---- Fragmento proporcionado

Y está el cuadro del desván.

El cuadro llamado «La muerte del comendador» resulta ser una escena violenta que parece representar la parte de la ópera «Don Giovanni», cuando el protagonista epónimo mata al comendador. Pero trasladada a la era Asuka, allá por el siglo VII. Es un cuadro extraño, porque hay sangre y violencia, y una incongruente cabeza que asome por una trampilla del suelo, cuando a Amada lo que le gustaba eran las escenas tranquilas y armoniosas ambientadas en la historia antigua del país.

Aunque no siempre fue así. De hecho, de 1936 a 1939 vivió en Viena con la intención de dedicarse a la pintura europea. Pero algo sucedió y tuvo que huir de Europa. ¿Perseguido por los nazis? ¿Se involucró en algún grupo de resistencia? Sea como sea, regresó a Japón y reapareció como pintor tradicional.

Curiosamente, watashi empezó pintando abstracto en la facultad, porque era lo que le gustaba. Se puso a pintar retratos porque daba dinero. Y la verdad es que tiene mucho talento para ello, porque sabe pintar lo que hay bajo la piel de las personas, sabe pintar vidas y no rostros. Impulsado por Wataru Menshiki, redescubre su interés por la pintura, pero con un estilo cambiado, diferente, una metamorfosis del anterior. Menos pecuniario, digamos. Menos mueble.

--------
---- Material proporcionado

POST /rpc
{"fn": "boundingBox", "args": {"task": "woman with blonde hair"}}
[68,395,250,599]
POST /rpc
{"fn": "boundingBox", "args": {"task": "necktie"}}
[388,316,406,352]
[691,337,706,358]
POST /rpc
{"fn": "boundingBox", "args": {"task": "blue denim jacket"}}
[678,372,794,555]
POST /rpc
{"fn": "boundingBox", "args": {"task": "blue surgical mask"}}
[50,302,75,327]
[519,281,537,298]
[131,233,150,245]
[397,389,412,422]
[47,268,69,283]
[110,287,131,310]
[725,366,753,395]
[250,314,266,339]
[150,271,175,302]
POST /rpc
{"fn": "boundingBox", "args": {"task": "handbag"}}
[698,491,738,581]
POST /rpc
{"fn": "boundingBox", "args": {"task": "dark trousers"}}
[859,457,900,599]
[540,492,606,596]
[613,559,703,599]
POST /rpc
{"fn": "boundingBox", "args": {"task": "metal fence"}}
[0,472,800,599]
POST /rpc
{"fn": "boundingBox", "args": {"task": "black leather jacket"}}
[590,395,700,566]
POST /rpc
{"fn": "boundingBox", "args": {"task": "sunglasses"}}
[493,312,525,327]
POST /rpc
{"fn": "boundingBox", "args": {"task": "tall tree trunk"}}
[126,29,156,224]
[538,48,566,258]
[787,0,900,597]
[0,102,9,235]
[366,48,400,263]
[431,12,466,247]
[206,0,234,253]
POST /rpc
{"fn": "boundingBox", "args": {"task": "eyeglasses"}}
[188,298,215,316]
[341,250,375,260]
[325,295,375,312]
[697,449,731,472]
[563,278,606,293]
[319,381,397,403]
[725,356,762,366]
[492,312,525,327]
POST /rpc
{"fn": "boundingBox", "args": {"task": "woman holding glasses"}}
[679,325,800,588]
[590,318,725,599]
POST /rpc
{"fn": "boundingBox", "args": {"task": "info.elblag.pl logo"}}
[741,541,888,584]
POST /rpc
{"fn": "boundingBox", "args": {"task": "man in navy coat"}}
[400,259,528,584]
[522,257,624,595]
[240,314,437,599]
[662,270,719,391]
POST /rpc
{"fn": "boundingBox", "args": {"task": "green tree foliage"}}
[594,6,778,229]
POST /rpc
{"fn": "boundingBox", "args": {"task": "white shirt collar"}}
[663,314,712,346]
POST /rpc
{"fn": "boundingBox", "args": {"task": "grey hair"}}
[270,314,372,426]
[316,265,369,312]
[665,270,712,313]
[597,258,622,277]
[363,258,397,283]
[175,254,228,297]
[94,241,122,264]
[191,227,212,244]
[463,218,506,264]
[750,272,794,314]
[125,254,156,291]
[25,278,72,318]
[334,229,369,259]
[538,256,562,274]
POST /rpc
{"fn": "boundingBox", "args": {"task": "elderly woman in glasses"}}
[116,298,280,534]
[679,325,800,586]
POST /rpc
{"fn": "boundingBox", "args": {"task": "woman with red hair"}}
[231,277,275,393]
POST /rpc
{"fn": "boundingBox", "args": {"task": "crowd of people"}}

--------

• Instrucciones
1) Según el fragmento sobre el cuadro del desván, ¿en qué años vivió Amada en Viena?
2) Reproduce sin cambios el pasaje del fragmento sobre el cuadro del desván que empieza en "Y está el cuadro" y termina en "como pintor tradicional.".
3) Prosigue el fragmento sobre el cuadro del desván a partir de su última oración.
Los registros constituyen un material aparte.

• Respuestas
1) De 1936 a 1939.

2)
Y está el cuadro del desván.

El cuadro llamado «La muerte del comendador» resulta ser una escena violenta que parece representar la parte de la ópera «Don Giovanni», cuando el protagonista epónimo mata al comendador. Pero trasladada a la era Asuka, allá por el siglo VII. Es un cuadro extraño, porque hay sangre y violencia, y una incongruente cabeza que asome por una trampilla del suelo, cuando a Amada lo que le gustaba eran las escenas tranquilas y armoniosas ambientadas en la historia antigua del país.

Aunque no siempre fue así. De hecho, de 1936 a 1939 vivió en Viena con la intención de dedicarse a la pintura europea. Pero algo sucedió y tuvo que huir de Europa. ¿Perseguido por los nazis? ¿Se involucró en algún grupo de resistencia? Sea como sea, regresó a Japón y reapareció como pintor tradicional.

3)
Tampoco es la primera vez que Murakami hace comentarios políticos. «La caza del carnero salvaje» no es más que una larga crítica al pasado bélico de su país y tanto «Baila, baila, baila» como «Al sur de la frontera, al oeste del sol» contienen muchas referencias a todo lo negativo del crecimiento económico de Japón. Pero rara vez se remonta tanto en el tiempo, rara vez lo conecta tan explícitamente con la historia antigua de Japón.

Y rara vez hace referencias tan explícitas a la literatura de su país. Ya he comentado los ecos de «El gran Gatsby», que queda puramente al nivel de lo que lector puede apreciar y la hermana Kamichi está conectada con Alicia. Pero explícitamente se menciona a Ueda Akinari y su libro «Cuentos de lluvia de primavera», y más adelante a Ōgai Mori y su «La familia Abe». Es más, los propios personajes comentan las similitudes entre la historia de Akinari “El lazo de las dos vidas” y lo que está sucediendo en la trama de la novela. Es como si el propio Murakami estuviese reclamando el sitio que le corresponde en la tradición literaria de Japón.

Es más, ese cuento —que es una crítica despiadadamente satírica de la religión— le deja camino para hacer referencias al budismo, sobre todo a una práctica ascética extrema que permitía la momificación en vida para seguir meditando durante la eternidad. E inevitablemente algunos personajes manifiestan rasgos monacales. El misterioso Wataru Menshiki posee el autocontrol que la cultura popular atribuye a un monje zen. Y watashi es un personaje pasivo no porque se esté dejando llevar por la depresión como el boku en «Baila, baila, baila», sino porque ha decidido entregarse al flujo de la existencia y participar en lo que sea que la vida arroje frente a él.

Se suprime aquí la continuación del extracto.